What you need to do -> Present every line of the material below as a Markdown table with the columns Row and Line, skipping any blank lines. Put each line's sequential number under Row and the line itself under Line.

Pointing dataset excerpts:
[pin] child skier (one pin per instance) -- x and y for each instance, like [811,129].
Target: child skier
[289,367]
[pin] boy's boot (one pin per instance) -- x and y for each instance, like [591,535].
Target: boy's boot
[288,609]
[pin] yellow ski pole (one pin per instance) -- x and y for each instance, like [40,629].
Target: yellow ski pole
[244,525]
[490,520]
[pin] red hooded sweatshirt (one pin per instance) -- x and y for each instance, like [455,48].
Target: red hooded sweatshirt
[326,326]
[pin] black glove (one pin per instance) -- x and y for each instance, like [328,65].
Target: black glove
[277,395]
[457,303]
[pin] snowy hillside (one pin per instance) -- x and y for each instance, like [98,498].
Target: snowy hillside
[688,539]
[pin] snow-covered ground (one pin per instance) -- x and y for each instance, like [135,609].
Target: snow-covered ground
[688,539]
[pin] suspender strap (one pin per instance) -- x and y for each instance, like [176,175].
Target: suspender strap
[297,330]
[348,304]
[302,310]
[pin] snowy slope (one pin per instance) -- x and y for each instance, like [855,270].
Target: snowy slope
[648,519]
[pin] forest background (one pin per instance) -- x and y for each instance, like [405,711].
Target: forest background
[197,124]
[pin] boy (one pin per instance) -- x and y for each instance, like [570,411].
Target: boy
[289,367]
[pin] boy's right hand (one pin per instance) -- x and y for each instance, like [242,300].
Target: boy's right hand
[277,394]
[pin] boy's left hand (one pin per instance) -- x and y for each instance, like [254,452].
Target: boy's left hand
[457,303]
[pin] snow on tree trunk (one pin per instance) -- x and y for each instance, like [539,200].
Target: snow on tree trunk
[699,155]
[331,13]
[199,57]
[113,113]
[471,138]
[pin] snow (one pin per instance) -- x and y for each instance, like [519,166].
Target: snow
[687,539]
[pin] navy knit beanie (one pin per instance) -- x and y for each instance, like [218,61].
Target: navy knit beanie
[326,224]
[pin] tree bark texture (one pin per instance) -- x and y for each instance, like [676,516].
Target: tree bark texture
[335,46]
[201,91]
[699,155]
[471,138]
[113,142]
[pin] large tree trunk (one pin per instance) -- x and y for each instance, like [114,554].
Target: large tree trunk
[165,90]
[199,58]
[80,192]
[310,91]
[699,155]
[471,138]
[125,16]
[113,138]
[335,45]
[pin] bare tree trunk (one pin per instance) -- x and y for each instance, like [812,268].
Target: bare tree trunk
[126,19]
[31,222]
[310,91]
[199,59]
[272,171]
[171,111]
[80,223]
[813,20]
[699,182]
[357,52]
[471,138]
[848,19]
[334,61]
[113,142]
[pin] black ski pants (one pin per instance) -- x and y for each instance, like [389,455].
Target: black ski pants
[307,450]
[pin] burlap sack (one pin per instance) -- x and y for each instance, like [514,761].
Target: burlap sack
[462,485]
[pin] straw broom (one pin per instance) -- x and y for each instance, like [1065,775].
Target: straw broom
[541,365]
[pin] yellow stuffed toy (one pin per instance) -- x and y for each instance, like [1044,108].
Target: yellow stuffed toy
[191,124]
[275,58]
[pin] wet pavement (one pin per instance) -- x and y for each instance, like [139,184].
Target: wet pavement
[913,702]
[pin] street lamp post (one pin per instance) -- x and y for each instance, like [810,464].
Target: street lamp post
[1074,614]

Full solution ->
| Row | Line |
|---|---|
| 1 | [pin] child skier (one pin per instance) -- x and y for each instance, like [811,129]. |
| 2 | Target: child skier |
| 3 | [289,367] |
| 4 | [pin] boy's boot (one pin per instance) -- x and y for each instance, like [591,535]. |
| 5 | Target: boy's boot |
| 6 | [288,609] |
| 7 | [pin] yellow ski pole (one pin per instance) -- x and y for each instance, like [40,629]. |
| 8 | Target: yellow ski pole |
| 9 | [244,525] |
| 10 | [490,520] |
| 11 | [pin] red hooded sweatshirt (one pin per instance) -- x and y for each instance, like [455,48]. |
| 12 | Target: red hooded sweatshirt |
| 13 | [326,326] |
| 14 | [pin] black glove (one pin per instance) -- x and y for each instance, like [328,65]. |
| 15 | Target: black glove |
| 16 | [277,395] |
| 17 | [457,303] |
| 18 | [pin] snowy hillside (one pin per instance) -- x and y for each instance, like [98,498]. |
| 19 | Target: snowy hillside |
| 20 | [688,539] |
| 21 | [pin] snow-covered ground (one pin per instance) -- x and y for each instance, like [135,609]. |
| 22 | Target: snow-covered ground |
| 23 | [688,539] |
| 24 | [pin] suspender strap (one pin per instance) -- x and y for each instance, like [176,175]. |
| 25 | Target: suspender strap |
| 26 | [297,330] |
| 27 | [348,304] |
| 28 | [302,310] |
| 29 | [pin] snowy slope (one pin per instance) -- x and y for each instance, like [855,270]. |
| 30 | Target: snowy slope |
| 31 | [648,519] |
| 32 | [pin] forest background (one pin per instance) -- x and y for each instance, like [405,711]. |
| 33 | Target: forest background |
| 34 | [197,124] |
| 35 | [pin] boy (one pin per instance) -- x and y for each instance, like [570,411]. |
| 36 | Target: boy |
| 37 | [289,367] |
| 38 | [pin] boy's right hand (one pin per instance) -- x and y for each instance, like [242,300]. |
| 39 | Target: boy's right hand |
| 40 | [277,394] |
| 41 | [pin] boy's left hand (one pin per instance) -- x and y for each instance, like [254,452]. |
| 42 | Target: boy's left hand |
| 43 | [457,303] |
| 44 | [pin] snow on tree trunk (one pin per instance) -- x and y for each instance, like [539,200]. |
| 45 | Target: snow on tree trunk |
| 46 | [699,155] |
| 47 | [331,13] |
| 48 | [199,57] |
| 49 | [113,113] |
| 50 | [471,138] |
| 51 | [pin] snow (one pin per instance) -- x and y for each instance, like [519,166]. |
| 52 | Target: snow |
| 53 | [687,539] |
| 54 | [pin] navy knit beanie (one pin per instance) -- x and y for each instance, like [218,61]. |
| 55 | Target: navy knit beanie |
| 56 | [326,224] |
| 57 | [pin] tree bark texture (one pin per instance) -- x and y for each instance, like [676,516]. |
| 58 | Target: tree bark texture |
| 59 | [335,46] |
| 60 | [201,91] |
| 61 | [699,155] |
| 62 | [471,138] |
| 63 | [113,142] |
| 64 | [pin] large tree trunk (one pin per instance) -- x and y for each instance, like [114,554]. |
| 65 | Target: large tree trunk |
| 66 | [165,90] |
| 67 | [199,58] |
| 68 | [80,192] |
| 69 | [310,91] |
| 70 | [699,155] |
| 71 | [471,138] |
| 72 | [125,16] |
| 73 | [113,138] |
| 74 | [335,45] |
| 75 | [pin] bare tree trunk (one pin per instance) -- x and y for each instance, like [812,268]. |
| 76 | Target: bare tree trunk |
| 77 | [126,19] |
| 78 | [31,222] |
| 79 | [310,91] |
| 80 | [199,59] |
| 81 | [272,171] |
| 82 | [171,111] |
| 83 | [80,223] |
| 84 | [813,20] |
| 85 | [699,182] |
| 86 | [357,52] |
| 87 | [471,138] |
| 88 | [848,19] |
| 89 | [334,61] |
| 90 | [113,142] |
| 91 | [pin] black ski pants (one pin per instance) -- x and y for each instance, like [389,455]. |
| 92 | Target: black ski pants |
| 93 | [307,450] |
| 94 | [pin] burlap sack (one pin per instance) -- x and y for each instance, like [514,761]. |
| 95 | Target: burlap sack |
| 96 | [462,485] |
| 97 | [pin] straw broom (one pin per instance) -- x and y for each instance, like [1065,775]. |
| 98 | Target: straw broom |
| 99 | [541,365] |
| 100 | [pin] yellow stuffed toy (one pin per instance) -- x and y for each instance, like [1044,108]. |
| 101 | Target: yellow stuffed toy |
| 102 | [191,124] |
| 103 | [275,58] |
| 104 | [pin] wet pavement (one pin per instance) -- x and y for each instance, like [139,184]. |
| 105 | Target: wet pavement |
| 106 | [913,702] |
| 107 | [pin] street lamp post (one pin per instance) -- x and y for each instance, like [810,464]. |
| 108 | Target: street lamp post |
| 109 | [1074,614] |